## Written task A:
Change "gray" to "white" in the records from the line containing "Box the leafy bush." down to the line containing "[[667, 56, 750, 112]]", keeping everything else the same. Return only those lines.

Referring now to FIG. 6, the door lock 10 is shown diagrammatically as including various suitable electronics connected to the sensors 90, 96 to control operation and notification functions of the door lock 10 using the sensors 90, 96. The door lock 10 further includes a processor 130, a memory storage device 132, and communications circuitry 134. The processor 130 is arranged in communication with sensor 90, sensor 96, with the memory storage device 132, and the communications circuitry 134 to send and receive signals or commands in response to one or more inputs from the one or both sensors 90, 96 or from a user via the communications circuitry 134. The memory storage device 132 stores instructions that, when executed by the processor 130, causes one or actions to be performed by one or more of the sensor(s) 90, 96 or other electronic components or systems included in the door lock 10 such as, interface 94, a solenoid or other suitable component used to lock the hasp 22, etc. The memory storage device 132 may also store instructions that, when executed by the processor 130, causes one or more alert signals to be output to the communications circuitry 134, which may then be relayed to a remote device or control system 320 to provide an alert or notification to users as will be described in greater detail in the Exemplary Situations below. The communications circuitry 134 can include any suitable component for facilitating/communicating processor operations. For example, suitable components may include one or more transmitters, receivers, transceivers, modulators, demodulators, filters, modems, analog/digital (AD or DA) converters, diodes, switches, operational amplifiers, and/or integrated circuits. Such components can use any suitable communication method to communicate signals between each component, such as, for example, Bluetooth, Wifi, Zigbee, Ultra wideband (UWB), or any other suitable wireless means. In some embodiments, the sensors 90, 96 can be connected directly to the communications circuitry 134 and the processor 130 and memory storage device 132 can be omitted such that the sensors 90, 96 are controlled by and communicate directly with the remote device or control system 320.

## Written task B:
In the door lock text, what is the reason for sending alert signals to the communications circuitry?

## Record excerpts:
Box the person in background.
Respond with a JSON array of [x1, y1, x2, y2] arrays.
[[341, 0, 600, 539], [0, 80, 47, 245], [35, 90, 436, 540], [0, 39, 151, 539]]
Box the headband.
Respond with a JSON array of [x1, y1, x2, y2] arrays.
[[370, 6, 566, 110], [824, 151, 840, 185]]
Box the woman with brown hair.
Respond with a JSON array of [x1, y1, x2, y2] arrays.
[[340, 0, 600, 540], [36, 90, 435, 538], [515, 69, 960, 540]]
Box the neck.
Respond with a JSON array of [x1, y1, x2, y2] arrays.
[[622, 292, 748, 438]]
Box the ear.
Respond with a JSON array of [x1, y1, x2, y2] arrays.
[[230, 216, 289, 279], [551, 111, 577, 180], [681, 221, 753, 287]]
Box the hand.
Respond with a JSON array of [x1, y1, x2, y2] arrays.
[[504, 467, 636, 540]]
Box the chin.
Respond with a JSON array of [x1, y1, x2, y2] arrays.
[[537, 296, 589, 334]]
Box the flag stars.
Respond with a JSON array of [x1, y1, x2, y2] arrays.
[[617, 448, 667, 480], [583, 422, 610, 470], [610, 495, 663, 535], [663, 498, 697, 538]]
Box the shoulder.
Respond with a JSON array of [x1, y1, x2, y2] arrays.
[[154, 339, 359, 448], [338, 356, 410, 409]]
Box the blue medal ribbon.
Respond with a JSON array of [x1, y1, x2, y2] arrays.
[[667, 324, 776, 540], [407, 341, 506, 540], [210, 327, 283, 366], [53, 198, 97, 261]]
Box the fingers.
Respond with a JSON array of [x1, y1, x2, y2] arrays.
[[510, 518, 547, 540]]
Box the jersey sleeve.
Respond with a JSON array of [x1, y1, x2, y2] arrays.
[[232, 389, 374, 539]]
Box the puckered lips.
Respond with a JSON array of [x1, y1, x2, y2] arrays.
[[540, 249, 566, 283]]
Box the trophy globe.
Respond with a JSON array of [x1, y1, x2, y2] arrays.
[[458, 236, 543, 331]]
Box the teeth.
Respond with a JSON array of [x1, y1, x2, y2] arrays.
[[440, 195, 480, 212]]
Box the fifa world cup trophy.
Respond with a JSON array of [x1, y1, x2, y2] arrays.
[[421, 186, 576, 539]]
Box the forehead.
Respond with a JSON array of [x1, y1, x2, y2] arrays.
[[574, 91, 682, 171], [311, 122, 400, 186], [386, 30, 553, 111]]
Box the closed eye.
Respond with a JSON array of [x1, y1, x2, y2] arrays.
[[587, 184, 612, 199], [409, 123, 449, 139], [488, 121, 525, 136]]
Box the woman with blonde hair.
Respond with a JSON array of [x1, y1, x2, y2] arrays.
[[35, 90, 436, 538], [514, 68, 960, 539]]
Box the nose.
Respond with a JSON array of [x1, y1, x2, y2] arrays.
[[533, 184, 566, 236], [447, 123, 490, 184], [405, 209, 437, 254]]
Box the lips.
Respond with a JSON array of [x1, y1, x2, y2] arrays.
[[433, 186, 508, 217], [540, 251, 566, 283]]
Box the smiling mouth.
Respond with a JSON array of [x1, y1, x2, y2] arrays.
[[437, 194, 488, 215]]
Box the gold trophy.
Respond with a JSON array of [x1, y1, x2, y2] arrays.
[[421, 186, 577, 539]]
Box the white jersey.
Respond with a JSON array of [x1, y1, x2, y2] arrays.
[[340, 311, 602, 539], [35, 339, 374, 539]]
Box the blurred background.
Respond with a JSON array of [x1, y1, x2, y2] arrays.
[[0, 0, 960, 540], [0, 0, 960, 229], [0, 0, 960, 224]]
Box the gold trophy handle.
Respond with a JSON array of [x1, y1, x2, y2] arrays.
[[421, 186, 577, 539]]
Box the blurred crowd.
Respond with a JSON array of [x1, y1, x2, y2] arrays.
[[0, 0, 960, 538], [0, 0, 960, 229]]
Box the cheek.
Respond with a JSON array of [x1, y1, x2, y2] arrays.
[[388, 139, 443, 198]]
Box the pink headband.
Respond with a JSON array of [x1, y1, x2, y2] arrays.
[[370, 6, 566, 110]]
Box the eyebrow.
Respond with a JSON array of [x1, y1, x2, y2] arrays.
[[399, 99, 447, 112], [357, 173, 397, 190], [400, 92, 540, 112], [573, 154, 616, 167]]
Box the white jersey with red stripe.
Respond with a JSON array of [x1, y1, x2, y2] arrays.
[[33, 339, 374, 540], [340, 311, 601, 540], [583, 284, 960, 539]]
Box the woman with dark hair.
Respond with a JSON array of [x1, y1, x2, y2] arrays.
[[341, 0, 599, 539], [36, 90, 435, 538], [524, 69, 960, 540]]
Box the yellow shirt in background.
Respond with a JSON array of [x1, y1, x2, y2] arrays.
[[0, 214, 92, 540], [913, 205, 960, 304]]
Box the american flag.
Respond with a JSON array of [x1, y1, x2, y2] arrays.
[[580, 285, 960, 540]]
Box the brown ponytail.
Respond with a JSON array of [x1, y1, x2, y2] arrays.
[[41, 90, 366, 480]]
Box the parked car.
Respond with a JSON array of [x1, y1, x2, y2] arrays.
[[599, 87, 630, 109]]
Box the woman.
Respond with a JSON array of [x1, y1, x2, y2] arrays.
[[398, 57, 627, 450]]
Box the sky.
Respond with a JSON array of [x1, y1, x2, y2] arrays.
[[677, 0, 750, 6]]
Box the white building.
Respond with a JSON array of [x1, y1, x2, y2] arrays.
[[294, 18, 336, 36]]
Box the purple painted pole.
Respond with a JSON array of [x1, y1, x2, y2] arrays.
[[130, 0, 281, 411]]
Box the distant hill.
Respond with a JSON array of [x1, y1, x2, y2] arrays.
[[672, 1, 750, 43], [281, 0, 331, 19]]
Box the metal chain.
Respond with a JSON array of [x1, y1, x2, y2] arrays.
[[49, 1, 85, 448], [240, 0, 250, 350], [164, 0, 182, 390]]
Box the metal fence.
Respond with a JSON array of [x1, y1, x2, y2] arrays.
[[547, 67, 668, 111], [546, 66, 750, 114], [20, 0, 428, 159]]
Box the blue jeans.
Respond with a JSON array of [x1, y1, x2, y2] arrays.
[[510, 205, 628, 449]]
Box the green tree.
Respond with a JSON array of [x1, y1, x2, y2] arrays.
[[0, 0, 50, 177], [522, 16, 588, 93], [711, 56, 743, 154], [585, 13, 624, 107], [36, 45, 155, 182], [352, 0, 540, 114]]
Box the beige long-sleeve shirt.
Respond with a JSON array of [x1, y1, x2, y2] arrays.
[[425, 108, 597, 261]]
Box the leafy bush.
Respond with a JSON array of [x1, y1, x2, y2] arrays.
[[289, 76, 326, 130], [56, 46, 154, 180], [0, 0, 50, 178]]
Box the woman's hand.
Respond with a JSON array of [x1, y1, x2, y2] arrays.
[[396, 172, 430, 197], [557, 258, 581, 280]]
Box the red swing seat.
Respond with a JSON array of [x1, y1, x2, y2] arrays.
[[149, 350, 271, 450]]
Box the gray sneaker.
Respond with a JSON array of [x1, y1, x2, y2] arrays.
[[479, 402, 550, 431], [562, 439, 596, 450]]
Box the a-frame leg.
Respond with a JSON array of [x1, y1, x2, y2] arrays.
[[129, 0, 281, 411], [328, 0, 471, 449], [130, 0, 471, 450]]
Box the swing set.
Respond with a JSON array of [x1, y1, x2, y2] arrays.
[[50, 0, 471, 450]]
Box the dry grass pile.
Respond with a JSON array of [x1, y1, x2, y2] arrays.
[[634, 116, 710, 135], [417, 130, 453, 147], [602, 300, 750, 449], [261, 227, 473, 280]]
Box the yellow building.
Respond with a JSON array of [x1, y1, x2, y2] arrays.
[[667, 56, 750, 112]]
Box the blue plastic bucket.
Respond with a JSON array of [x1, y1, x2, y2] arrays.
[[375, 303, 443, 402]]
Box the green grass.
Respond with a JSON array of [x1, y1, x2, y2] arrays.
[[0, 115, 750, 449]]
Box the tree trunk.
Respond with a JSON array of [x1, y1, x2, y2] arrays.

## Correct result A:
Box the leafy bush.
Respond with a JSON array of [x1, y1, x2, y2] arrays.
[[289, 76, 326, 130], [56, 46, 154, 180], [0, 0, 50, 178]]
Box the woman's hand.
Respond with a JSON array of [x1, y1, x2, y2] arrays.
[[396, 172, 430, 197], [557, 258, 581, 280]]
Box the red swing seat.
Respond with a JSON array of [x1, y1, x2, y2] arrays.
[[149, 350, 271, 450]]
Box the white sneaker.
Respond with a JSON array of [x1, y1, x2, y2] arrays.
[[479, 402, 550, 431], [562, 439, 596, 450]]
Box the a-frame leg.
Respond with a JSON array of [x1, y1, x2, y2] arrays.
[[129, 0, 281, 411], [328, 0, 471, 449], [130, 0, 471, 450]]
Box the swing set.
Respond with a JSON array of [x1, y1, x2, y2] arrays.
[[50, 0, 471, 450]]
Box the dry grass pile.
Respond with a JSON array of [x1, y1, x2, y2] arrays.
[[634, 116, 710, 135], [417, 130, 453, 147], [602, 300, 750, 449], [261, 227, 473, 280]]
Box the yellow building.
Respond with a JSON array of [x1, y1, x2, y2] arrays.
[[667, 56, 750, 112]]

## Correct result B:
The alert signals go to the communications circuitry so they can be relayed to a remote device or control system 320. That device or system then gives users an alert or notification.